• **Request**
Please lay out the lines below, from the line with "mark the region of every instance of the black" through the line with "199 502 L 211", as a Markdown table with the columns Row and Line, numbering each row and leaving out any blank lines. Include only those lines, both ends included.

# # # # #

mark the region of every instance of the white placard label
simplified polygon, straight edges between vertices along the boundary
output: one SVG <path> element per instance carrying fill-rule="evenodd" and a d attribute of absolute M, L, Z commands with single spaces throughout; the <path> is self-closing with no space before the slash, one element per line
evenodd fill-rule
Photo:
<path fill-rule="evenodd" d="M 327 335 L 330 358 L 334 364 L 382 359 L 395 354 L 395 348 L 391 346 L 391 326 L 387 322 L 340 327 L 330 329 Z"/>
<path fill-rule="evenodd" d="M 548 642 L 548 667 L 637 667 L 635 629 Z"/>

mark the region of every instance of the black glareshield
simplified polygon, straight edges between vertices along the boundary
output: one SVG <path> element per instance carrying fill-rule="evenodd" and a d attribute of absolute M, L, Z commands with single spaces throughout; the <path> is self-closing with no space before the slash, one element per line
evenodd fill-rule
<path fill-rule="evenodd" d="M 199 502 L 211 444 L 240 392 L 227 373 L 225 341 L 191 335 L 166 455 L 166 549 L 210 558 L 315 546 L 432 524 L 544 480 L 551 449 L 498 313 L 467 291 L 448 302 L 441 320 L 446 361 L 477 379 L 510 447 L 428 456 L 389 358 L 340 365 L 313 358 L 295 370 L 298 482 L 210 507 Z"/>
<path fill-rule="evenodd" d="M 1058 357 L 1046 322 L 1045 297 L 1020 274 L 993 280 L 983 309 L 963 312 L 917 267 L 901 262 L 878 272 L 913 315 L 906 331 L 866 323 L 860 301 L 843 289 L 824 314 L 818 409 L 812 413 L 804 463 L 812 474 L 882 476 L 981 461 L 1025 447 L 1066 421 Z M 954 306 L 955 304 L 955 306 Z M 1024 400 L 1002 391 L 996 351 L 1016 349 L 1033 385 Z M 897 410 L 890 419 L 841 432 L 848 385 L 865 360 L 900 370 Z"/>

# # # # #

• **Task result**
| Row | Line |
|---|---|
| 1 | mark the region of every instance of the black glareshield |
| 2 | simplified polygon, straight edges between vertices along the boundary |
| 3 | output: one SVG <path> element per instance carrying fill-rule="evenodd" and a d attribute of absolute M, L, Z commands with single spaces throughout; the <path> is self-closing with no space before the slash, one element per line |
| 4 | evenodd fill-rule |
| 5 | <path fill-rule="evenodd" d="M 199 502 L 211 444 L 240 392 L 227 373 L 225 341 L 191 335 L 166 455 L 166 549 L 210 558 L 315 546 L 432 524 L 544 480 L 551 449 L 498 313 L 467 291 L 448 302 L 441 320 L 446 361 L 477 379 L 510 447 L 428 456 L 389 358 L 340 365 L 313 358 L 295 370 L 298 482 L 210 507 Z"/> |